### Text passage
------------------------------------------------------------

Integrating WaPOR and GEE for IGwA

3. Chapter 2: Setting Up GEE Pipelines and Downloading WaPOR Data

This chapter provides a comprehensive guide to setting up Google Earth Engine (GEE) with a Google Cloud Project and integrating WaPOR L1 and 3 data processing pipelines. The primary goal is to establish a robust geospatial infrastructure that supports workflows for groundwater modelling assessment. By following the outlined steps, you will prepare the technical foundation for accessing, processing, and integrating high-resolution geospatial datasets from FAO's WaPOR platform into GEE.

The chapter is divided into three main sections:

  1. Setting Up GEE with Google Cloud Project: This section details the prerequisites and step-by-step instructions for configuring your GEE environment, including account setup, API activation, and service account creation. It also covers initializing Earth Engine in Google Colab to facilitate programmatic data processing.

  2. Adding Shapefiles as GeoJSON for Earth Engine: This section explains how to convert shapefiles into GeoJSON format and upload them to GEE as assets. This foundational step is crucial for defining areas of interest, clipping data, and supporting workflows such as groundwater analysis and dashboard development.

  3. Accessing and Downloading WaPOR L3 Data: This section explores two methods for accessing and preparing WaPOR data—the manual approach using the wapordl package and the fully automated WaPOR v3 Geospatial Data Pipeline. Each method is described in detail, with a comparison to help you choose the best approach for your project.


Objectives

By the end of this chapter, you will:

  • Set up a functional GEE environment tailored to your project needs.

  • Configure authentication for accessing, clipping, and exporting multi-temporal WaPOR raster imagery.

  • Learn how to download and preprocess WaPOR L1 and 3 data using both manual and automated methods.

  • Convert shapefiles to GeoJSON and upload them as GEE assets for further geospatial analysis.

  • Gain insights into workflows that support efficient geospatial analysis for groundwater recharge and usage modeling.


Overview of the Process

The setup process addresses key technical challenges, including:

  • Accessing FAO WaPOR datasets for high-resolution geospatial analysis.

  • Managing multi-temporal raster imagery with consistent spatial resolutions and UTM zone-specific projections.

  • Preparing shapefiles as GeoJSON assets to enable advanced operations in GEE.

  • Automating or streamlining the extraction, preprocessing, and uploading of geospatial data to Earth Engine.

------------------------------------------------------------

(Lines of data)
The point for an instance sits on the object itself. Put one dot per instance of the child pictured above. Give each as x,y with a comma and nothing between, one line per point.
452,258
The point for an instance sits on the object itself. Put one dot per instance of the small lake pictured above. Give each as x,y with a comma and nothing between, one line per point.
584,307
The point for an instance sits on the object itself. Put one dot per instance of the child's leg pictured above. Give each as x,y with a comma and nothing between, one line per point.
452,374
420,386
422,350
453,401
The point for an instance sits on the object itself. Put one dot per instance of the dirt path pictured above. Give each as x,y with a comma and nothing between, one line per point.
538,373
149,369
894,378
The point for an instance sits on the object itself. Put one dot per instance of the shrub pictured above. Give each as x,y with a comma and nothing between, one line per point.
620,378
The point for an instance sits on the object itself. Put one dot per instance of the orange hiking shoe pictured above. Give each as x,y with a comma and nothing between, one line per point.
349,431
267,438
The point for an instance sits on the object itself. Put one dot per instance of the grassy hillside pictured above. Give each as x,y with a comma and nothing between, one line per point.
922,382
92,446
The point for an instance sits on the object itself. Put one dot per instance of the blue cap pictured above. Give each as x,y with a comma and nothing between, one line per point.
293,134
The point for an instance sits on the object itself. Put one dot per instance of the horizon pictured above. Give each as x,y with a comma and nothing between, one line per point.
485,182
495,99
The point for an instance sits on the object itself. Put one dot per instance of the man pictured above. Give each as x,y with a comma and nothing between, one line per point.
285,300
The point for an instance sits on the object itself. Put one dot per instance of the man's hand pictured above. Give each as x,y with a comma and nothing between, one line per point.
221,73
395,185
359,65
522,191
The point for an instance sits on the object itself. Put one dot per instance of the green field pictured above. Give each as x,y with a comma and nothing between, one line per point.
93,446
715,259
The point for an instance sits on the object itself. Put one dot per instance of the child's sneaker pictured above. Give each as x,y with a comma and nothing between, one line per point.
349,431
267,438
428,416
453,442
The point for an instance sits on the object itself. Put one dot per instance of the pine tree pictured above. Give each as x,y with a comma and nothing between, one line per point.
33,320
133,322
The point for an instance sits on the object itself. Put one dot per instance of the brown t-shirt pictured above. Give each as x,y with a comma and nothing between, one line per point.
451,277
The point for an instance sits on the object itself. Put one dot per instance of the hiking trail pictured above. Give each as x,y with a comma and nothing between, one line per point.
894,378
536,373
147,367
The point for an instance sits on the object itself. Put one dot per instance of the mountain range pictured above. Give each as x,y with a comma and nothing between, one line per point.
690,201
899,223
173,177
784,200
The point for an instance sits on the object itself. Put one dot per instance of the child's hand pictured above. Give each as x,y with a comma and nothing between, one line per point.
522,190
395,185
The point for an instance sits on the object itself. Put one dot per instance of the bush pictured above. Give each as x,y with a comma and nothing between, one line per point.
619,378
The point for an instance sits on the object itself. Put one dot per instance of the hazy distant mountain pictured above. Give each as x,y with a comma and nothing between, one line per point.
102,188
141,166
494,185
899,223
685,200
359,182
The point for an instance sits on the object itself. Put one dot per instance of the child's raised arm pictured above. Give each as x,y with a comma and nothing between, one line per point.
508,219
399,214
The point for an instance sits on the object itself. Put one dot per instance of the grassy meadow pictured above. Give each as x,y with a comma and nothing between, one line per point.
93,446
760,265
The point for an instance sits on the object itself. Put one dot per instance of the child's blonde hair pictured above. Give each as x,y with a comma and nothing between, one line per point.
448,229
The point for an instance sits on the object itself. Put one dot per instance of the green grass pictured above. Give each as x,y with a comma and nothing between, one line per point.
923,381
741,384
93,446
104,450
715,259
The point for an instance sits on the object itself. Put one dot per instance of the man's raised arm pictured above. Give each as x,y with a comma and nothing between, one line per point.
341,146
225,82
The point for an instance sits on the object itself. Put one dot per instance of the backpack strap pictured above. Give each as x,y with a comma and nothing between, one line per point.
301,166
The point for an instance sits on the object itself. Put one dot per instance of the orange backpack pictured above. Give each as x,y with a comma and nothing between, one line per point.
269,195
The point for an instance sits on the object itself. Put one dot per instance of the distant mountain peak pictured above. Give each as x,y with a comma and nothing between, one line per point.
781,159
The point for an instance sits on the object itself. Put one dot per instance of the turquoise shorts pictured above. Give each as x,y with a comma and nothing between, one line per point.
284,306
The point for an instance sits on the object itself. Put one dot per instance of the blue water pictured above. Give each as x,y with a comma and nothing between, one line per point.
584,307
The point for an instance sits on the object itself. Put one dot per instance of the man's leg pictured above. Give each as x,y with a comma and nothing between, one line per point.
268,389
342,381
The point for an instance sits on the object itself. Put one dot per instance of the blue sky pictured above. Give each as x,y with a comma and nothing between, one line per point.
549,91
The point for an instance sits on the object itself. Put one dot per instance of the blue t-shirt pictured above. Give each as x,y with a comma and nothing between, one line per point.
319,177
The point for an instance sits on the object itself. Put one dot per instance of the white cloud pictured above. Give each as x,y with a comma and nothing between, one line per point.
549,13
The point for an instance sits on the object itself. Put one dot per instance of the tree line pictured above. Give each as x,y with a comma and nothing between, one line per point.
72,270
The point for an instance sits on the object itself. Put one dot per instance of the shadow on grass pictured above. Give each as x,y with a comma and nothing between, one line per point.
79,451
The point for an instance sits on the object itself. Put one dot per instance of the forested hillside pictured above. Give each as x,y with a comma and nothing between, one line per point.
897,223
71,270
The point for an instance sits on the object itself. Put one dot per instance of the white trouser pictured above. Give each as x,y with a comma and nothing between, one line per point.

------------------------------------------------------------

### Jobs
**a)** List the titles of the three main sections that the chapter on WaPOR and GEE above is divided into.
**b)** Gather every row that contains the string "backpack". Case counts.

### Responses to the exercise
**a)**
1. Setting Up GEE with Google Cloud Project
2. Adding Shapefiles as GeoJSON for Earth Engine
3. Accessing and Downloading WaPOR L3 Data

**b)**
The point for an instance sits on the object itself. Put one dot per instance of the backpack strap pictured above. Give each as x,y with a comma and nothing between, one line per point.
The point for an instance sits on the object itself. Put one dot per instance of the orange backpack pictured above. Give each as x,y with a comma and nothing between, one line per point.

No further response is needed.